- [What to do]: Go to the line that contains "y=122, one point per instance." and extract it along with every line after it, exactly, through the end of the data below.

Provided records section start

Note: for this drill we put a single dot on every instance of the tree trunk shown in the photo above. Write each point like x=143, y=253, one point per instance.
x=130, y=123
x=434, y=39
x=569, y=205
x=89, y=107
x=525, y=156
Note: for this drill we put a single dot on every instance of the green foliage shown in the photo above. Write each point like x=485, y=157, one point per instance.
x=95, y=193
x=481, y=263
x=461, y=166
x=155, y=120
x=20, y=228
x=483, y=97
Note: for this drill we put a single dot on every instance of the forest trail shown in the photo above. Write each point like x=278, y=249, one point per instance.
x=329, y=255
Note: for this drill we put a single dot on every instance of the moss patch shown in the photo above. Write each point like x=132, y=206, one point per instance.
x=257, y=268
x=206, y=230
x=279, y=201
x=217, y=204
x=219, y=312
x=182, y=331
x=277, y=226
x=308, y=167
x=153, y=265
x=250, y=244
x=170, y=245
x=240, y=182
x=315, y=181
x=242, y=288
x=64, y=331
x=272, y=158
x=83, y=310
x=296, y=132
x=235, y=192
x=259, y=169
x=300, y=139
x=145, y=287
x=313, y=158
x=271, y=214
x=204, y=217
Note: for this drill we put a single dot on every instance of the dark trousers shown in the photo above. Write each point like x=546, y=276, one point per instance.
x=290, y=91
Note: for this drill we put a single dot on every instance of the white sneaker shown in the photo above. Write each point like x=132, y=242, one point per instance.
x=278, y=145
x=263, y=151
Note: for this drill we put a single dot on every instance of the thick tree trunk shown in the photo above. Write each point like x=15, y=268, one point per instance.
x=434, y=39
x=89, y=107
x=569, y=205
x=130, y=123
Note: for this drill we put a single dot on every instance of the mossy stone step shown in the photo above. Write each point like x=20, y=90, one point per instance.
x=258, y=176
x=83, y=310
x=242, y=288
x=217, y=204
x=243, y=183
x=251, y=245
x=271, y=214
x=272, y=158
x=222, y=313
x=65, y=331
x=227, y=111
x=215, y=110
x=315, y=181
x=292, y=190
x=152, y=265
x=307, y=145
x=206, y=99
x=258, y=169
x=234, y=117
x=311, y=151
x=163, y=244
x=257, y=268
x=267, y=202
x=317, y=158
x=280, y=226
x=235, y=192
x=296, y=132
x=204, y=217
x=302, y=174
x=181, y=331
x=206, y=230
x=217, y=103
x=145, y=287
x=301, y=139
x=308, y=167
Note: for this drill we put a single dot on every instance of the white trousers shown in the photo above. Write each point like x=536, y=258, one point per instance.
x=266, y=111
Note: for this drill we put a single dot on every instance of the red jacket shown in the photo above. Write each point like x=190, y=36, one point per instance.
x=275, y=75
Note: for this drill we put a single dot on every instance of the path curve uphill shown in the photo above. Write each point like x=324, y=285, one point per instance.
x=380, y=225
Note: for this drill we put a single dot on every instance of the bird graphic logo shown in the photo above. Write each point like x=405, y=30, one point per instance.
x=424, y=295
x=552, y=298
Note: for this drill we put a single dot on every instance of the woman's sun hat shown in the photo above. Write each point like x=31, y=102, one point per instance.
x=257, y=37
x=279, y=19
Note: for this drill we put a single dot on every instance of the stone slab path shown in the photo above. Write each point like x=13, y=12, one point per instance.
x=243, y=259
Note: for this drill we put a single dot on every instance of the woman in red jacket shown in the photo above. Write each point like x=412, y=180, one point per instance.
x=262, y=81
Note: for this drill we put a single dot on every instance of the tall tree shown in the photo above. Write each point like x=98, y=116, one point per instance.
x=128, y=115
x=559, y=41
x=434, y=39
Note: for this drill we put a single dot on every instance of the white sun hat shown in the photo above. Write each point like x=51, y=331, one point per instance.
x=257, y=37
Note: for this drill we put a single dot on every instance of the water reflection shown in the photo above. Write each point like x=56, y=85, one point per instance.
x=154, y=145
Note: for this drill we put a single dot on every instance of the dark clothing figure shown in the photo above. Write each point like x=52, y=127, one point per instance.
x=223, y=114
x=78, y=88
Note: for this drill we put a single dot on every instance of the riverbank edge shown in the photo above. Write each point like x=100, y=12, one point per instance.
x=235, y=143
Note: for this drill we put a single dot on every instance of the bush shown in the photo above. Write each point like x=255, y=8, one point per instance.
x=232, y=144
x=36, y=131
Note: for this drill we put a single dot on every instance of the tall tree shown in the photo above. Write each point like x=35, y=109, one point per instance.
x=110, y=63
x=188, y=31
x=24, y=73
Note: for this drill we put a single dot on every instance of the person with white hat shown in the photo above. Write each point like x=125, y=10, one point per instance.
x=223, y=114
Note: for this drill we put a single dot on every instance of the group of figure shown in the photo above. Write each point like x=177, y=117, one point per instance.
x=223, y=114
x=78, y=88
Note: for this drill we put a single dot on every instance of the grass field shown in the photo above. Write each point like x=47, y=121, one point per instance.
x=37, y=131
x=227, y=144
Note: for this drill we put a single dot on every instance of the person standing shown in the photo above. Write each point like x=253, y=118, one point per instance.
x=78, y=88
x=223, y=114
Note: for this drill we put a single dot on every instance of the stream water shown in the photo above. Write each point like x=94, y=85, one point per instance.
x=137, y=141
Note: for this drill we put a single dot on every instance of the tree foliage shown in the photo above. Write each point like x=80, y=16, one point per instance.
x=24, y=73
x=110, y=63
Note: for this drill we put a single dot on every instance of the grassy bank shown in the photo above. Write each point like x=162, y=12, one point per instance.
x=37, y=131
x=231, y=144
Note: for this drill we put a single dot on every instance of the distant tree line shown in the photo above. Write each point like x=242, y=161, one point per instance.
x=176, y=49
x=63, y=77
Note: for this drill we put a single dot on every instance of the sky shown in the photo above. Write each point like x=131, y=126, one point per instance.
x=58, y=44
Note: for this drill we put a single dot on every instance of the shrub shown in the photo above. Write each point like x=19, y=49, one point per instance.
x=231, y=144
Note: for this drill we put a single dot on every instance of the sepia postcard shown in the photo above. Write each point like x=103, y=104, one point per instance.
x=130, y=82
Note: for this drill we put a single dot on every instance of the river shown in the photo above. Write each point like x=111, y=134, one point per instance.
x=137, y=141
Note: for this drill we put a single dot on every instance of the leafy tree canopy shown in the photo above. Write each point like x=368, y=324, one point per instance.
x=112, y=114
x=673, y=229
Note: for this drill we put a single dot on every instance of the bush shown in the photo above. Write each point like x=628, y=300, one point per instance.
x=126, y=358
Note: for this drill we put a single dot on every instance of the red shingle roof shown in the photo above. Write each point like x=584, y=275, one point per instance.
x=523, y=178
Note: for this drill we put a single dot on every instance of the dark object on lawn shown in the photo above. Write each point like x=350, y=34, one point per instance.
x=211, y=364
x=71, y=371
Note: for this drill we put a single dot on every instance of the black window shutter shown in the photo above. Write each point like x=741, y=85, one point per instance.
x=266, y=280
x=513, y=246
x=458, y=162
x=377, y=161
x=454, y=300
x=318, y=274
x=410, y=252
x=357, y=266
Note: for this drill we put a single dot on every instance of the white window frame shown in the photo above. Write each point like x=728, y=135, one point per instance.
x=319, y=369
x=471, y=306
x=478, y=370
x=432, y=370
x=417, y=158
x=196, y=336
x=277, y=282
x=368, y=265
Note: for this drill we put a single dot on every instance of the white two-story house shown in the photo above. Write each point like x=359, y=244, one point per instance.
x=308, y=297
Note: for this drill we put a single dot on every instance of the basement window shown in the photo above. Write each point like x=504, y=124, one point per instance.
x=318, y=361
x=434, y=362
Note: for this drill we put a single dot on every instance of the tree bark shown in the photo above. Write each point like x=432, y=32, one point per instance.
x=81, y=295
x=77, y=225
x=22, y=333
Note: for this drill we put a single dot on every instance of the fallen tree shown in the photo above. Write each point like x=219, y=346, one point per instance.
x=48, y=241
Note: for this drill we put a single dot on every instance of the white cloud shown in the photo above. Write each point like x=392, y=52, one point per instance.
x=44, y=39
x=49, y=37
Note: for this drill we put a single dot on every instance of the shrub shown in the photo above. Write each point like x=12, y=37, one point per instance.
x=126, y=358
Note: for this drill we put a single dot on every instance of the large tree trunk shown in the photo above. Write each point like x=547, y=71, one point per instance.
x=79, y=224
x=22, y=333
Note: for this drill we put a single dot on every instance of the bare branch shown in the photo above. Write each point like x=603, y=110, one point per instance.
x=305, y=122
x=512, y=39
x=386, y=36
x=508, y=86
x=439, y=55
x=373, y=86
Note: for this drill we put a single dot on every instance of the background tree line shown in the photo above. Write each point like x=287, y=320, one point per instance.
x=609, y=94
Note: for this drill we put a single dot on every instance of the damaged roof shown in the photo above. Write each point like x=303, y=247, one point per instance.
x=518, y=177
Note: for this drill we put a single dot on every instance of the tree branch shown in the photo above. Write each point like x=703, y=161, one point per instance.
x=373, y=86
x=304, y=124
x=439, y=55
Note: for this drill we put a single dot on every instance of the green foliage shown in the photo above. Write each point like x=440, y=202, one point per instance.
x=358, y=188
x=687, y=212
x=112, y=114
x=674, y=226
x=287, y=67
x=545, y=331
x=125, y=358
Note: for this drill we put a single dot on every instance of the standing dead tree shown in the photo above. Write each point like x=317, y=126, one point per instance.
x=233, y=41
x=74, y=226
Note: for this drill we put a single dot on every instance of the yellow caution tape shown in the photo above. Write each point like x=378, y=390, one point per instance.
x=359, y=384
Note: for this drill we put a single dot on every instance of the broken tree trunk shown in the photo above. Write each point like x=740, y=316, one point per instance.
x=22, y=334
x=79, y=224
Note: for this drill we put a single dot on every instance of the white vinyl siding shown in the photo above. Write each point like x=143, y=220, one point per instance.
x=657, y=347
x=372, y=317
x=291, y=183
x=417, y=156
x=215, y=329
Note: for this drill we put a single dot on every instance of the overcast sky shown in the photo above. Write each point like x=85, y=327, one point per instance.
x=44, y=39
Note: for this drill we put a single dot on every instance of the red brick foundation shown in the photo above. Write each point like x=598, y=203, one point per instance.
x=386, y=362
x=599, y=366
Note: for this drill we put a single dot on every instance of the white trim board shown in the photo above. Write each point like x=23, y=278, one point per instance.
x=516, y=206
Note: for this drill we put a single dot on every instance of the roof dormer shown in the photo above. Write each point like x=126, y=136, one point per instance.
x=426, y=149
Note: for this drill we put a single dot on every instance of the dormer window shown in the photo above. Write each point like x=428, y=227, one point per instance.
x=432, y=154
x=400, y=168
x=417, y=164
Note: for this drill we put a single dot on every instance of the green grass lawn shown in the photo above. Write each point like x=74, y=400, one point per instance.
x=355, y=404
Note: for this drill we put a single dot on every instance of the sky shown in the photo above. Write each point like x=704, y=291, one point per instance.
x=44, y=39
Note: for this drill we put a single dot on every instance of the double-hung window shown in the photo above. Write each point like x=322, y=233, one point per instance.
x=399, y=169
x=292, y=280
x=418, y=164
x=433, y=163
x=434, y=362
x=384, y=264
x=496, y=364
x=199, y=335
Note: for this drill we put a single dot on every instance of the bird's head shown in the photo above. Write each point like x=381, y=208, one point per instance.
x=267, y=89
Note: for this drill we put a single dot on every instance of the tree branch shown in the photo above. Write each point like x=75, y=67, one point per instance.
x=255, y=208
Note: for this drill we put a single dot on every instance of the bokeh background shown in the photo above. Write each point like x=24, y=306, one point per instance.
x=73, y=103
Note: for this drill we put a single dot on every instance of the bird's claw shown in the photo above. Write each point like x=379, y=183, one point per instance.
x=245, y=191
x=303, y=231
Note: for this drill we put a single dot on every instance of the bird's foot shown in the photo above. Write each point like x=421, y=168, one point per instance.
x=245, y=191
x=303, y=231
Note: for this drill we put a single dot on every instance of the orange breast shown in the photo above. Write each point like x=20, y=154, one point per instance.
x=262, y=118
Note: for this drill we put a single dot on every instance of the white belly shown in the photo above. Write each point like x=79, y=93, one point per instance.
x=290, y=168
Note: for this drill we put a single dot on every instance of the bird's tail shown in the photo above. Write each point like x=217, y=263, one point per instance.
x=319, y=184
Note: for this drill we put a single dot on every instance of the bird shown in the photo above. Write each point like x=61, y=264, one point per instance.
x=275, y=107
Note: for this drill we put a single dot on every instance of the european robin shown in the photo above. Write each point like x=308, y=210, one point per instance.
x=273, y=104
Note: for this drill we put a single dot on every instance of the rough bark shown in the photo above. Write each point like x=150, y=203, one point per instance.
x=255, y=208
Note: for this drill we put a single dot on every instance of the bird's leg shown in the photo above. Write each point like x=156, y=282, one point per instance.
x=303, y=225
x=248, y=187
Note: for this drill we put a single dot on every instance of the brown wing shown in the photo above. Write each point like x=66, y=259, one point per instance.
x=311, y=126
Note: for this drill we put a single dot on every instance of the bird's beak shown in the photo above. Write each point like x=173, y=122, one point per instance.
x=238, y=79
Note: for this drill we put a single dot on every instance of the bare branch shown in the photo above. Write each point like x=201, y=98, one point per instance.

Provided records section end

- [Task result]:
Note: for this drill we put a single dot on every instance of the bird's beak shown in the photo above. Write each point like x=173, y=122, one point per instance.
x=238, y=79
Note: for this drill we put a single dot on every instance of the bare branch shown in the photo above. Write each point like x=201, y=98, one point per instance.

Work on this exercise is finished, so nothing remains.